— Task brief —
Each line that contains the word "shoreline" is to be copied from the records below.

— Dataset entries —
^^^^^^^^^^^^^^^^

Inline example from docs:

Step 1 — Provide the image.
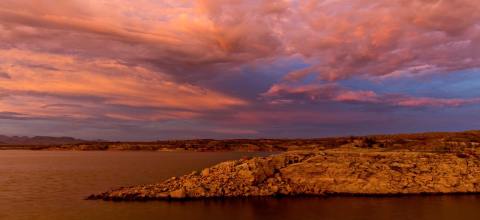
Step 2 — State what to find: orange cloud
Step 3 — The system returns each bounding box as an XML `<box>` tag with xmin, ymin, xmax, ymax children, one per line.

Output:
<box><xmin>0</xmin><ymin>49</ymin><xmax>246</xmax><ymax>121</ymax></box>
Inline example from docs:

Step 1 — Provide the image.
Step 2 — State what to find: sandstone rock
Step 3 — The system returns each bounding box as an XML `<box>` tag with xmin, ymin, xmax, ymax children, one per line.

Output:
<box><xmin>201</xmin><ymin>168</ymin><xmax>210</xmax><ymax>176</ymax></box>
<box><xmin>169</xmin><ymin>188</ymin><xmax>186</xmax><ymax>199</ymax></box>
<box><xmin>191</xmin><ymin>186</ymin><xmax>207</xmax><ymax>196</ymax></box>
<box><xmin>238</xmin><ymin>170</ymin><xmax>255</xmax><ymax>183</ymax></box>
<box><xmin>89</xmin><ymin>148</ymin><xmax>480</xmax><ymax>201</ymax></box>
<box><xmin>155</xmin><ymin>193</ymin><xmax>169</xmax><ymax>199</ymax></box>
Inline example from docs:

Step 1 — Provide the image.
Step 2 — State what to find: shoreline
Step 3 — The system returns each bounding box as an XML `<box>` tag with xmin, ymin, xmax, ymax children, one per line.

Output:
<box><xmin>0</xmin><ymin>148</ymin><xmax>282</xmax><ymax>153</ymax></box>
<box><xmin>88</xmin><ymin>192</ymin><xmax>480</xmax><ymax>202</ymax></box>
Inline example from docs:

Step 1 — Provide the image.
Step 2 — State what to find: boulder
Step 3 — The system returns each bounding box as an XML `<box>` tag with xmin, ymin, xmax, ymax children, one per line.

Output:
<box><xmin>169</xmin><ymin>188</ymin><xmax>186</xmax><ymax>199</ymax></box>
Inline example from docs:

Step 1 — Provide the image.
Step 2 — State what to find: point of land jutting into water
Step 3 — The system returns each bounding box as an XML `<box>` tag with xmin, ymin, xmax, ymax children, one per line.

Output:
<box><xmin>3</xmin><ymin>131</ymin><xmax>480</xmax><ymax>201</ymax></box>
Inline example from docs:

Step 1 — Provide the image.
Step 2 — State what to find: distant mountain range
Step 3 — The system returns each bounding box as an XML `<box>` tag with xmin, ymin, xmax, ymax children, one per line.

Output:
<box><xmin>0</xmin><ymin>135</ymin><xmax>86</xmax><ymax>145</ymax></box>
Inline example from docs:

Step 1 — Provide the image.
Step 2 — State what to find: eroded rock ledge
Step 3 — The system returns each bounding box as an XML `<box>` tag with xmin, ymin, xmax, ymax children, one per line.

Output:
<box><xmin>88</xmin><ymin>148</ymin><xmax>480</xmax><ymax>201</ymax></box>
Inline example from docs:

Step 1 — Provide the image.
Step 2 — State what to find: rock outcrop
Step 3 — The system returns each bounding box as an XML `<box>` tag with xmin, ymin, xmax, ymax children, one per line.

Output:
<box><xmin>88</xmin><ymin>148</ymin><xmax>480</xmax><ymax>201</ymax></box>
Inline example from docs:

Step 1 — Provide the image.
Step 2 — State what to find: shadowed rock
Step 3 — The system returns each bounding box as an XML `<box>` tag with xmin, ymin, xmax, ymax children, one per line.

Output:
<box><xmin>88</xmin><ymin>148</ymin><xmax>480</xmax><ymax>201</ymax></box>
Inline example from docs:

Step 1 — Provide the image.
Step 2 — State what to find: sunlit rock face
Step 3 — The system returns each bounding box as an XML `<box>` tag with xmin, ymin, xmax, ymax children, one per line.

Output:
<box><xmin>89</xmin><ymin>148</ymin><xmax>480</xmax><ymax>200</ymax></box>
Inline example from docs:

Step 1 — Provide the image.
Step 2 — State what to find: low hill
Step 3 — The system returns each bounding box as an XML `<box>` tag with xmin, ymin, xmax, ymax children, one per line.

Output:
<box><xmin>1</xmin><ymin>130</ymin><xmax>480</xmax><ymax>152</ymax></box>
<box><xmin>0</xmin><ymin>135</ymin><xmax>86</xmax><ymax>146</ymax></box>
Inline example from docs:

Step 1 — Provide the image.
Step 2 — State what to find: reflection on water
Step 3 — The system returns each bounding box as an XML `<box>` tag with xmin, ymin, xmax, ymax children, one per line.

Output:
<box><xmin>1</xmin><ymin>150</ymin><xmax>480</xmax><ymax>220</ymax></box>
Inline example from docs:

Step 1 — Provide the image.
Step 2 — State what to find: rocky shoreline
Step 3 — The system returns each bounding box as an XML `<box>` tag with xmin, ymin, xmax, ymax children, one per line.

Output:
<box><xmin>88</xmin><ymin>147</ymin><xmax>480</xmax><ymax>201</ymax></box>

^^^^^^^^^^^^^^^^

— Task output —
Step 2 — State what to find: shoreline
Step 2 — State what to find: rocky shoreline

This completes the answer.